▶ **Aim of the exercise**:
Locate every line in the rows below that contains the string "combat", treating uppercase and lowercase letters as distinct, and copy each such line in full.

▶ **Exercise inputs**:
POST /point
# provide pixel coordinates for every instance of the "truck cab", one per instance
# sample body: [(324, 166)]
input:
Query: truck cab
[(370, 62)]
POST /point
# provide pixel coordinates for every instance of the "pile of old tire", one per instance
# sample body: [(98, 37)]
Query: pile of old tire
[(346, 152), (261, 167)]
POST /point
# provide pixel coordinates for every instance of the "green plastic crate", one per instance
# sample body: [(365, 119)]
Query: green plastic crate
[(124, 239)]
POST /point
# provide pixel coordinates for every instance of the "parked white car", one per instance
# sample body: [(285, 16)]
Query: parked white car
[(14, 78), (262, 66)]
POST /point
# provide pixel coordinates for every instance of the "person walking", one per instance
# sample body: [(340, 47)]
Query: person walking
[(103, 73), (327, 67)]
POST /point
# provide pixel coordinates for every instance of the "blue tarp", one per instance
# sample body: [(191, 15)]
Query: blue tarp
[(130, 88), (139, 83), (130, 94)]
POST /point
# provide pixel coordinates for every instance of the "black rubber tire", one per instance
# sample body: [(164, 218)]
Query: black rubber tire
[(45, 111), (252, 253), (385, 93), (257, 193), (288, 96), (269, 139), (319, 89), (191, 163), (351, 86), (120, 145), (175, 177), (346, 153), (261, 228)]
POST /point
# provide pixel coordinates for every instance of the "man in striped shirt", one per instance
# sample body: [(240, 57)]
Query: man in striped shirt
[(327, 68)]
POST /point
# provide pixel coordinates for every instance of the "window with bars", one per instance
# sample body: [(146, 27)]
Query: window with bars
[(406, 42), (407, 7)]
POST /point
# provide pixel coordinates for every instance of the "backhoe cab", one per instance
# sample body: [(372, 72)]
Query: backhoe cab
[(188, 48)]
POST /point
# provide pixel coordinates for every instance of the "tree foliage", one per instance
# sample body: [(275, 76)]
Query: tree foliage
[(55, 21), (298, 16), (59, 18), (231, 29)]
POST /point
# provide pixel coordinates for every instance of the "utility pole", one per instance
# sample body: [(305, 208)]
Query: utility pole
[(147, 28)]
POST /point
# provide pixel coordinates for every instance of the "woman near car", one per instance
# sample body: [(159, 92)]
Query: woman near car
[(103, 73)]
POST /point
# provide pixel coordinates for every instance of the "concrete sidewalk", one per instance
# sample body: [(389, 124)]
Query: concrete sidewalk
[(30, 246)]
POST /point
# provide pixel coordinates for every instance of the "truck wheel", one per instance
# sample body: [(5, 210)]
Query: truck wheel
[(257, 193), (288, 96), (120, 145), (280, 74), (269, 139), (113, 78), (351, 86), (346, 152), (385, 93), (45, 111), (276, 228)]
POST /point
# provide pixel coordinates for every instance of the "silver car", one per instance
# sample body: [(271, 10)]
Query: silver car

---

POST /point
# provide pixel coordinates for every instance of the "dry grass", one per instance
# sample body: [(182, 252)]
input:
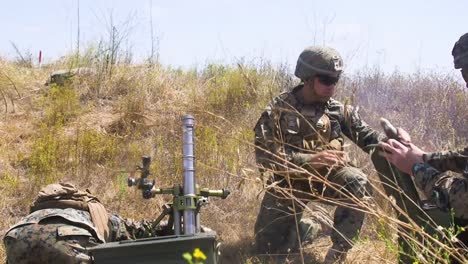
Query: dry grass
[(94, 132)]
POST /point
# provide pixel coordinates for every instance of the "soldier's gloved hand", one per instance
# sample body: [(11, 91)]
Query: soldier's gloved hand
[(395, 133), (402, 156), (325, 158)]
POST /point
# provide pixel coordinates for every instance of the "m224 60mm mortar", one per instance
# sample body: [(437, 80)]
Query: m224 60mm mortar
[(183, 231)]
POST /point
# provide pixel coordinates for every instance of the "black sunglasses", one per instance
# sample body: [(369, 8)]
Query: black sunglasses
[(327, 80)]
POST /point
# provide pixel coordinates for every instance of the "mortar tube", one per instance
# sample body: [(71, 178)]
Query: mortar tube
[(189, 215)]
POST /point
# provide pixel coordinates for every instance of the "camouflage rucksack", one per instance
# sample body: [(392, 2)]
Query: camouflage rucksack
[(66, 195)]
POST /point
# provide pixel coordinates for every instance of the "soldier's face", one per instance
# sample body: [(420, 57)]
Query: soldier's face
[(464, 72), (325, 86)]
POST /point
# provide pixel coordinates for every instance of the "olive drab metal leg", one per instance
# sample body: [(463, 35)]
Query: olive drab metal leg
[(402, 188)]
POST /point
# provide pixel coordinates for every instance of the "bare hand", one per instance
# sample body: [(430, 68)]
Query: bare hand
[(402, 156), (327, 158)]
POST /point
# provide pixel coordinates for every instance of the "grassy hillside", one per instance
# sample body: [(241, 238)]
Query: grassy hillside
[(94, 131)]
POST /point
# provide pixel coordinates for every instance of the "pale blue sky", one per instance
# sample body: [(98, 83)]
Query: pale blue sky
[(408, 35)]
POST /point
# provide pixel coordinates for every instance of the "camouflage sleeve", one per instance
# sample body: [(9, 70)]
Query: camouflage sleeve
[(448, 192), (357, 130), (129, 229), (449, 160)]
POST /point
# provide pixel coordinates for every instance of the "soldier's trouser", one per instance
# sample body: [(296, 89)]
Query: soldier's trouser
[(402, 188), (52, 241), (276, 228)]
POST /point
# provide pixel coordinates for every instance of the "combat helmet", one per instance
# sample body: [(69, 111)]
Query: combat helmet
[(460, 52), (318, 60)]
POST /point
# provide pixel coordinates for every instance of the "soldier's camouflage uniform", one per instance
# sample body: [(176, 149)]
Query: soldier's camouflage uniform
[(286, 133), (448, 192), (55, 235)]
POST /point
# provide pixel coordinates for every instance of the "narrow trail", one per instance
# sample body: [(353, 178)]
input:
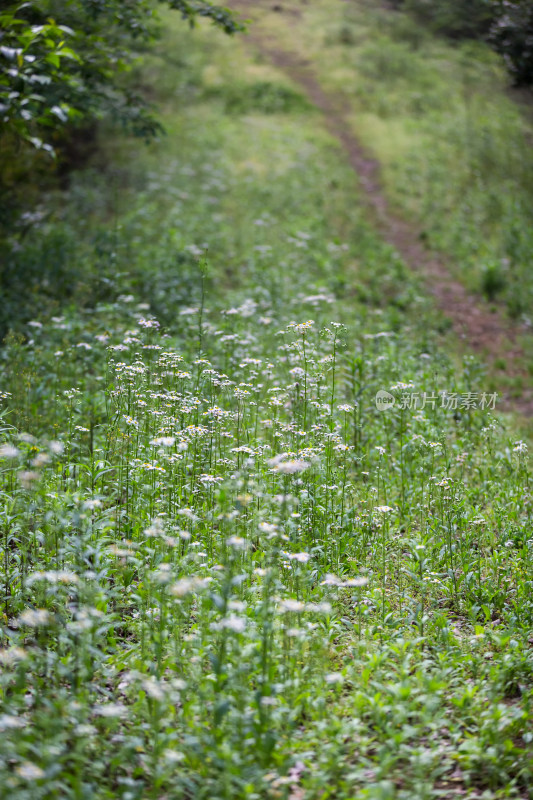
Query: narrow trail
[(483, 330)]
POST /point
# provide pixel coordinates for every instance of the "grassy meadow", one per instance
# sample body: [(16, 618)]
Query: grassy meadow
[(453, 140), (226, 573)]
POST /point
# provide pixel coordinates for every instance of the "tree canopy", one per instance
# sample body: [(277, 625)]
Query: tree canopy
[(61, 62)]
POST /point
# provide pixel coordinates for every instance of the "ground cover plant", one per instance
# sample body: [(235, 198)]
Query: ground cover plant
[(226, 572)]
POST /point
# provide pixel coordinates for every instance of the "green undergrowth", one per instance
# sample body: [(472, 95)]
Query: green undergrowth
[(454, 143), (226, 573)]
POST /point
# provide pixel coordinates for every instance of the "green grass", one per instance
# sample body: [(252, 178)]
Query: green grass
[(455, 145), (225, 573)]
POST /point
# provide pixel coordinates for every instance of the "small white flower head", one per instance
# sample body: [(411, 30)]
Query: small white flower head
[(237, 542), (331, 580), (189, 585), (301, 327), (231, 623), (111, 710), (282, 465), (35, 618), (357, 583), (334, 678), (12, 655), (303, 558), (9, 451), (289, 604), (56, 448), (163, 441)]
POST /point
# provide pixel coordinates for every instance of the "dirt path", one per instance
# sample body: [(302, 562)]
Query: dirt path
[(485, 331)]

---

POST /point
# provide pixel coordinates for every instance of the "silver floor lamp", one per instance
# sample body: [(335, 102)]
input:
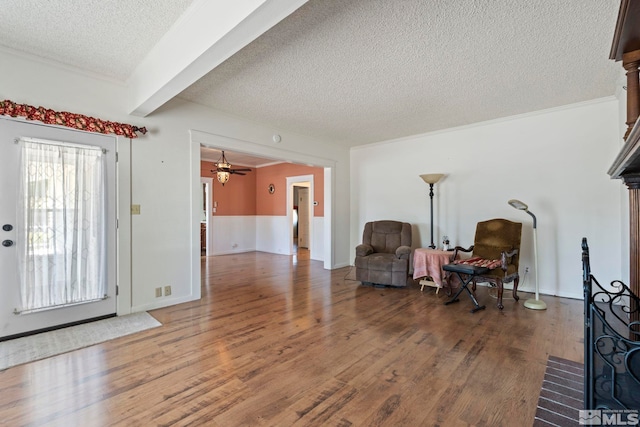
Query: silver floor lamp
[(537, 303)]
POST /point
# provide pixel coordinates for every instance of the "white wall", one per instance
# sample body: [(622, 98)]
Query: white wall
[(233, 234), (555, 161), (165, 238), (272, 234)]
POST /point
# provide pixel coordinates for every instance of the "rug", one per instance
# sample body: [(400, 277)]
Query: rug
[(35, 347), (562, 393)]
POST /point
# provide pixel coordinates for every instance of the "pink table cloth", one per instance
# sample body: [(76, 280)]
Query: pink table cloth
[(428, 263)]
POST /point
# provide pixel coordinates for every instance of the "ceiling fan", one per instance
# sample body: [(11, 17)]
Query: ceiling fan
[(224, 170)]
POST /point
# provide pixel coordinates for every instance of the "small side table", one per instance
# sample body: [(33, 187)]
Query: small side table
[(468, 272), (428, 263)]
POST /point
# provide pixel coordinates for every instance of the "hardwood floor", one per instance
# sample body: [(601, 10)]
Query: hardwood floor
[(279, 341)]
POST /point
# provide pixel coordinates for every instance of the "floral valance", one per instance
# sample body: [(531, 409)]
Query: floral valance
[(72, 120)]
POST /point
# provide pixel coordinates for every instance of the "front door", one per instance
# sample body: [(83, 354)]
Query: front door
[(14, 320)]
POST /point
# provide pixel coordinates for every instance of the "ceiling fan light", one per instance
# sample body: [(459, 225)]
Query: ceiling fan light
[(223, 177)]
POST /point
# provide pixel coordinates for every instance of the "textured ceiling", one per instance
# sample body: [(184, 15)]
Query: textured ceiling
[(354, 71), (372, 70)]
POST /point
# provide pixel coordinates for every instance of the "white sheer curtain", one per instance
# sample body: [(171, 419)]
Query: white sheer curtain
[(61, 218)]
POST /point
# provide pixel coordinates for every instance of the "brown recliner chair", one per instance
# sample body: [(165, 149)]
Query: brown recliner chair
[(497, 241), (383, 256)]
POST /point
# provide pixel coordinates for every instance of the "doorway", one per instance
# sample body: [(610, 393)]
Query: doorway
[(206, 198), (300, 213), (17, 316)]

▶ **Task answer**:
# provide pixel coordinates for every instance of the "combat helmet", one per instance
Query: combat helmet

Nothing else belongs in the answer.